Starting at the line that contains "Could you indicate the lichen" and ending at the last of the entries, write out those lines again, requests included, with every x and y coordinate in the answers multiplied by 0.7 and rounded to a whole number (halves round up). Give only those lines.

* _Material provided_
··········

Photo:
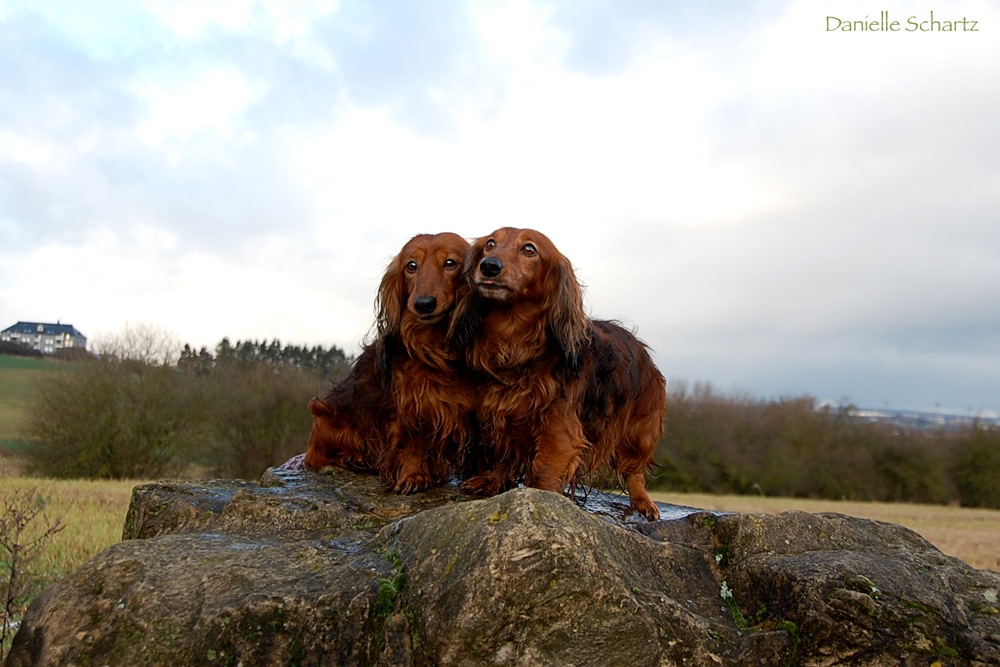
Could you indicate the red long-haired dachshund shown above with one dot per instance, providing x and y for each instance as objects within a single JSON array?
[
  {"x": 404, "y": 410},
  {"x": 562, "y": 395}
]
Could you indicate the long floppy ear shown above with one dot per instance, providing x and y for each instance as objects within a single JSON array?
[
  {"x": 567, "y": 320},
  {"x": 466, "y": 318},
  {"x": 389, "y": 318}
]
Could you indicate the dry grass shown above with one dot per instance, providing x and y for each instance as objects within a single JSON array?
[
  {"x": 93, "y": 513},
  {"x": 967, "y": 533}
]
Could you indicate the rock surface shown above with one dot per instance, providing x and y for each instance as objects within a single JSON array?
[{"x": 310, "y": 569}]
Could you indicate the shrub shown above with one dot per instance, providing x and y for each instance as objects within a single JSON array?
[
  {"x": 113, "y": 419},
  {"x": 977, "y": 470}
]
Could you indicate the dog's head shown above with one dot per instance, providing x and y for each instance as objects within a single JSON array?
[
  {"x": 523, "y": 268},
  {"x": 419, "y": 287}
]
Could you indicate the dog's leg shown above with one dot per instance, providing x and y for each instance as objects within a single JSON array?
[
  {"x": 495, "y": 480},
  {"x": 635, "y": 456},
  {"x": 408, "y": 472},
  {"x": 559, "y": 450}
]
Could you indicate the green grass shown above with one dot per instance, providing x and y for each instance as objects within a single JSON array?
[{"x": 19, "y": 378}]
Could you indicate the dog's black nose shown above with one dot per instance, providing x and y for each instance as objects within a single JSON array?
[
  {"x": 425, "y": 305},
  {"x": 491, "y": 266}
]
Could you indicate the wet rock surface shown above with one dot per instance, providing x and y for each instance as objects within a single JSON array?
[{"x": 331, "y": 569}]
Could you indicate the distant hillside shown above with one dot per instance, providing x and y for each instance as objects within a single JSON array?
[
  {"x": 924, "y": 421},
  {"x": 18, "y": 383}
]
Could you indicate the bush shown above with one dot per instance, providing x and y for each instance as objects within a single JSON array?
[
  {"x": 258, "y": 417},
  {"x": 977, "y": 470},
  {"x": 113, "y": 419},
  {"x": 131, "y": 412},
  {"x": 788, "y": 447}
]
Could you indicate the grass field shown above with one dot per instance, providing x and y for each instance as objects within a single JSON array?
[
  {"x": 18, "y": 383},
  {"x": 971, "y": 534},
  {"x": 94, "y": 513}
]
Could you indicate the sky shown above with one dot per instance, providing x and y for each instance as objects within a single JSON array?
[{"x": 774, "y": 206}]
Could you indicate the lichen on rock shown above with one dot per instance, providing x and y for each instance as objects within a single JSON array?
[{"x": 333, "y": 569}]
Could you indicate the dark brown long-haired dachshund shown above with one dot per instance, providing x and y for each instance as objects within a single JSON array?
[
  {"x": 561, "y": 395},
  {"x": 404, "y": 410}
]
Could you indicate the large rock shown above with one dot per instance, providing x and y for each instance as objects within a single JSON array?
[{"x": 308, "y": 569}]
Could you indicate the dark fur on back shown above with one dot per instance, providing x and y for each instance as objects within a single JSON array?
[
  {"x": 404, "y": 410},
  {"x": 561, "y": 395}
]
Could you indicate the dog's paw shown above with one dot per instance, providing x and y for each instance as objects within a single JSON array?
[
  {"x": 413, "y": 483},
  {"x": 646, "y": 507}
]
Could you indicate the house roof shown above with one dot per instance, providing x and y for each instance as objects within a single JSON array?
[{"x": 26, "y": 328}]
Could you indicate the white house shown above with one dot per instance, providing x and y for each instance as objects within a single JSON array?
[{"x": 46, "y": 338}]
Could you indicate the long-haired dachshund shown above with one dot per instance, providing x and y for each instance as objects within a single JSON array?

··········

* _The solution_
Could you indicate the lichen on rock shown above with one dot per instance, providing x and y for each instance as objects within a single JSON array?
[{"x": 233, "y": 398}]
Could you indicate the dark brown long-haired dachshund shown above with one dot per instance, providing x and y for each instance as objects within a single JSON array?
[
  {"x": 393, "y": 277},
  {"x": 283, "y": 287}
]
Could you indicate the large rock shown above with one dot per instance, providing x and y for each instance as objects within a single JSON array?
[{"x": 216, "y": 398}]
Could you indicate the dark fur on back shown above with one dot per instance, providing x and y for each instance as objects within a single JSON array?
[
  {"x": 283, "y": 287},
  {"x": 393, "y": 277}
]
Could you indicate the dog's paw shown above with one dot per instance, providing x and y for each instance as objects within a single JSON array?
[
  {"x": 289, "y": 338},
  {"x": 452, "y": 355}
]
Could you indicate the house roof shown above with one dot per instance, providing x and y for each instance as objects within a single JSON array?
[{"x": 18, "y": 230}]
Could you indicate the white house shown above with one dot per instance, providing x and y for each instance as objects within a single JSON array?
[{"x": 32, "y": 237}]
Could you indicate the long-haired dachshund shown above with one dot per instance, providing x and y for each instance as objects within a single JSON array?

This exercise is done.